=== PASSAGE SHOWN ===
Appellations and Terroir
Bennett Valley, Sonoma County
Framed by Sonoma Mountain, Taylor Peak, and Bennett Mountain – Bennett Valley is geographically the smallest American Viticultural Area (AVA) in Sonoma County. The rocky mix of soil, maritime climate, and coastal stratus create exciting conditions for farming prestigious Old World varietals – Cabernet Sauvignon, Merlot, and Syrah. Composed of small, grower-operated estates, the 30+ vineyards in the AVA each average less than twenty acres.
What’s an AVA?
An American Viticultural Area (AVA, or appellation) is a nationally recognized grape-growing region with specific features that distinguish it from surrounding areas. There are AVAs in 34 states, but California is home to the vast majority, and Sonoma and Napa Counties account for almost a quarter of the state’s recognized appellations. Sonoma County stretches from the Pacific Coast in the west to the Mayacama Mountains in the east, with 60,000+ acres of vineyards across 19 appellations. Napa Valley was the first AVA recognized in California and the second in the nation. Within Napa Valley are 16 smaller, nested appellations, including Howell Mountain, Oakville, Rutherford, and Stags Leap.

=== CHALLENGES ===
1. Using the appellations passage, answer these:
(a) Which three landforms frame Bennett Valley?
(b) How many appellations does Sonoma County have?
(c) How many smaller, nested appellations lie within Napa Valley?
2. Set down the stretch of the appellations passage from "What’s an AVA?" through "and Stags Leap.", with no changes.

=== DATASET CONTENT ===
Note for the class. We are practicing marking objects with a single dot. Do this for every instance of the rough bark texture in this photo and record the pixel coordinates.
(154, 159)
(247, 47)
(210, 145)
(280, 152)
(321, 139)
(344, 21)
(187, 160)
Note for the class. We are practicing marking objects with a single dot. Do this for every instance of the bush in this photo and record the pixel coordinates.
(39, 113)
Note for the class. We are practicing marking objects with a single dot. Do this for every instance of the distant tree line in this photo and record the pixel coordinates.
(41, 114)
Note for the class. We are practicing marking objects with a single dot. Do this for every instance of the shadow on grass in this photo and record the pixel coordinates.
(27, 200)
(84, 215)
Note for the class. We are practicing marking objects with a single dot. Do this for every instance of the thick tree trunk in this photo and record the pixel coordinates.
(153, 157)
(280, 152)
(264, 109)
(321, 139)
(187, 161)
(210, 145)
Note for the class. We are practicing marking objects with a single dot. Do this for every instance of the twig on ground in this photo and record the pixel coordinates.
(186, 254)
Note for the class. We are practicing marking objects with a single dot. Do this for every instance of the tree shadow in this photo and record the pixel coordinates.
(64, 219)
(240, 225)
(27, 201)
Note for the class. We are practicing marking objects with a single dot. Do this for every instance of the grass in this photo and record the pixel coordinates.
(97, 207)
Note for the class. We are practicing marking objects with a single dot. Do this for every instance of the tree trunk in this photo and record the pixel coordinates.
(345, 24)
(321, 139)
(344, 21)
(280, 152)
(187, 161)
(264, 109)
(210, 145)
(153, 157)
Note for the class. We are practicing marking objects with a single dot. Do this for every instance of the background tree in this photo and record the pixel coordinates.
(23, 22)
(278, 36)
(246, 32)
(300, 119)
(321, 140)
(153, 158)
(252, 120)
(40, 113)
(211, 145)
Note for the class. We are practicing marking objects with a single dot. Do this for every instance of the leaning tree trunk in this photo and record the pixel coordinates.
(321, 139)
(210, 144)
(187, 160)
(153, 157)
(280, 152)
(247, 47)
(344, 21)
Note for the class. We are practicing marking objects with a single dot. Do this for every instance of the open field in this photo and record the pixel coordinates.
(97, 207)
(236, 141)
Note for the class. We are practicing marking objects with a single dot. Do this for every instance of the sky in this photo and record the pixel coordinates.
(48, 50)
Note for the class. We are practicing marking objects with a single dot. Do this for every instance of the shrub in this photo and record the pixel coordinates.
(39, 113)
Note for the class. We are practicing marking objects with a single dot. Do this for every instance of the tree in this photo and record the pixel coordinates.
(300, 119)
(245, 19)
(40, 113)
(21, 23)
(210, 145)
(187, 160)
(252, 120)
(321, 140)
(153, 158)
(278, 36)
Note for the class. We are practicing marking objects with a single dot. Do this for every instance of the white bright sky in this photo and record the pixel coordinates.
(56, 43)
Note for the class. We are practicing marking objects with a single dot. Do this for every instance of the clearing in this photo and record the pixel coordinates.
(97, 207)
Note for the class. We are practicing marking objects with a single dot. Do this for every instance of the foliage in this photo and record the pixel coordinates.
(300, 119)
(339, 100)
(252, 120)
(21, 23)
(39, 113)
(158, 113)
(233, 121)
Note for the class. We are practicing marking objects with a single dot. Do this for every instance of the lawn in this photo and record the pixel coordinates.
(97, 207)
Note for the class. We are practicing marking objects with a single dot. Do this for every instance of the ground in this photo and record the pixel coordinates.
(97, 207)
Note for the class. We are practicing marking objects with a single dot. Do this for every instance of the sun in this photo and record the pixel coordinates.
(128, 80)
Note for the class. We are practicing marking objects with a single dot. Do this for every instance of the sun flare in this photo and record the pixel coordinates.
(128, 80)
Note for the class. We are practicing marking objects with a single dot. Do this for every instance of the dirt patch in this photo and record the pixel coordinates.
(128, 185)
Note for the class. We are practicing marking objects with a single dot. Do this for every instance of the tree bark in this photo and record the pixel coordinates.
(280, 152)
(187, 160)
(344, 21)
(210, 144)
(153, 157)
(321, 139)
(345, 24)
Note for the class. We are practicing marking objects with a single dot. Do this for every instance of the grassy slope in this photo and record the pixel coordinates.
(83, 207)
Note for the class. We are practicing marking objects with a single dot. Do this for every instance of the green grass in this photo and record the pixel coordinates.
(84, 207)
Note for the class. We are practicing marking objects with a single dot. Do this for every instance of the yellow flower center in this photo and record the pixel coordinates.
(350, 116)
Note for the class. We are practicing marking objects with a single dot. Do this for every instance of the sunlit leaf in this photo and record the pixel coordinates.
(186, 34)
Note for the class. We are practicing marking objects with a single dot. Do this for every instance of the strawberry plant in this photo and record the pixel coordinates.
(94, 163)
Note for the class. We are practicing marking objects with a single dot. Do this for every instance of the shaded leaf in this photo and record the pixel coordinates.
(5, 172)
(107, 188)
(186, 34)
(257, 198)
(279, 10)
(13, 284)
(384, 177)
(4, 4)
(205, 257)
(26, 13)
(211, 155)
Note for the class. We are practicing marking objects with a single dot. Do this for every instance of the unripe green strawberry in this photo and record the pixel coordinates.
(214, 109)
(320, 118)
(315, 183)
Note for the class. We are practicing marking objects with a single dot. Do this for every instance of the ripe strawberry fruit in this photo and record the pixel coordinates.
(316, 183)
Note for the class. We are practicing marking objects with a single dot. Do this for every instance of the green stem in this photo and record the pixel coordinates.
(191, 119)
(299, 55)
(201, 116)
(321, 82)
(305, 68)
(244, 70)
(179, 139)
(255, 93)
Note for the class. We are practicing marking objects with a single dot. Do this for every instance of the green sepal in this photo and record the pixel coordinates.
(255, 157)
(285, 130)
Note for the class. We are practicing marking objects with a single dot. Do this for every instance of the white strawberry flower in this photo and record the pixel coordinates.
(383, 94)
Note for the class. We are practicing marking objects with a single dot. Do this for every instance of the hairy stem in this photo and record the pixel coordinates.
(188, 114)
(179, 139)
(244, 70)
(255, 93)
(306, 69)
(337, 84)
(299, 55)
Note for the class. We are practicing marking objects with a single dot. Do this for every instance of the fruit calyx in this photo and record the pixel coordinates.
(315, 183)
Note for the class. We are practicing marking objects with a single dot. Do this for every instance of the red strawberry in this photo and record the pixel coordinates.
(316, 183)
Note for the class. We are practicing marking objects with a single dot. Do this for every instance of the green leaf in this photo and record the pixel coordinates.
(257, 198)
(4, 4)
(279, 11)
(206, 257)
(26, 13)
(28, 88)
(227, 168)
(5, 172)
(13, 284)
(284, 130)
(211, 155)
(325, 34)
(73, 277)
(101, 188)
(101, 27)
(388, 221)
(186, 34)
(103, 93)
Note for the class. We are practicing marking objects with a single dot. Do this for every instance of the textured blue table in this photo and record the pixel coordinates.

=== TASK ANSWERS ===
1.
(a) Sonoma Mountain, Taylor Peak, and Bennett Mountain
(b) 19
(c) 16

2.
What’s an AVA?
An American Viticultural Area (AVA, or appellation) is a nationally recognized grape-growing region with specific features that distinguish it from surrounding areas. There are AVAs in 34 states, but California is home to the vast majority, and Sonoma and Napa Counties account for almost a quarter of the state’s recognized appellations. Sonoma County stretches from the Pacific Coast in the west to the Mayacama Mountains in the east, with 60,000+ acres of vineyards across 19 appellations. Napa Valley was the first AVA recognized in California and the second in the nation. Within Napa Valley are 16 smaller, nested appellations, including Howell Mountain, Oakville, Rutherford, and Stags Leap.